**PROBLEM TO SOLVE:**
Pick out each line of the records that contains the word "outline", matching its case exactly, and copy those lines.

* BEGIN DATA TO USE *

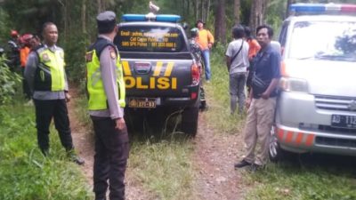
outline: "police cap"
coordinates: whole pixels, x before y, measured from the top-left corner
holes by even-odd
[[[98,24],[98,31],[101,34],[110,33],[117,23],[116,14],[114,12],[106,11],[96,17],[96,22]]]

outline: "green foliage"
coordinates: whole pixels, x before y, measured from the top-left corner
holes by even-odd
[[[4,57],[0,57],[0,105],[12,100],[20,80],[18,74],[10,70]]]
[[[129,163],[135,177],[133,181],[142,182],[157,199],[190,199],[194,173],[191,154],[189,140],[134,142]]]
[[[10,25],[7,12],[0,7],[0,46],[4,47],[3,44],[10,38]]]
[[[67,159],[56,132],[51,154],[36,145],[34,108],[19,99],[0,107],[0,199],[89,200],[92,192],[79,167]]]

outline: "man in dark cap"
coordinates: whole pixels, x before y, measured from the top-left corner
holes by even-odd
[[[75,153],[72,141],[67,108],[70,95],[64,68],[64,51],[56,45],[57,26],[45,22],[42,34],[44,44],[29,53],[24,75],[35,103],[38,146],[44,156],[49,154],[49,128],[53,118],[68,156],[77,164],[84,164],[85,161]]]
[[[124,120],[125,82],[120,56],[113,44],[117,32],[116,15],[104,12],[97,17],[99,36],[86,52],[86,88],[89,115],[95,132],[93,191],[96,200],[125,199],[125,171],[129,154]]]
[[[214,36],[209,30],[204,28],[205,23],[198,20],[197,21],[197,28],[199,29],[197,43],[200,46],[201,55],[203,56],[205,76],[207,83],[211,79],[211,69],[210,69],[210,49],[214,44]]]

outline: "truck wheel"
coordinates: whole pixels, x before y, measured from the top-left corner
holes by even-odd
[[[279,147],[278,139],[276,137],[276,127],[272,125],[271,128],[271,137],[268,153],[270,156],[270,160],[273,163],[280,161],[285,156],[286,152]]]
[[[199,115],[199,100],[193,107],[186,108],[182,113],[182,130],[190,137],[198,132],[198,117]]]

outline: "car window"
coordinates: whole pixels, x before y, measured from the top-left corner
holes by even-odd
[[[299,21],[288,58],[356,61],[356,22]]]
[[[182,32],[172,27],[120,27],[114,43],[119,52],[180,52],[187,50]]]

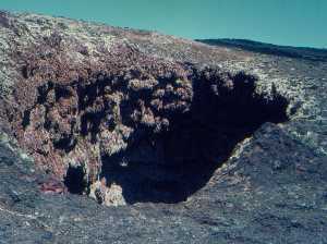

* END DATA TO USE *

**RESULT:**
outline: "police cap"
outline: "green foliage"
outline: "man in dark cap"
outline: "truck wheel"
outline: "car window"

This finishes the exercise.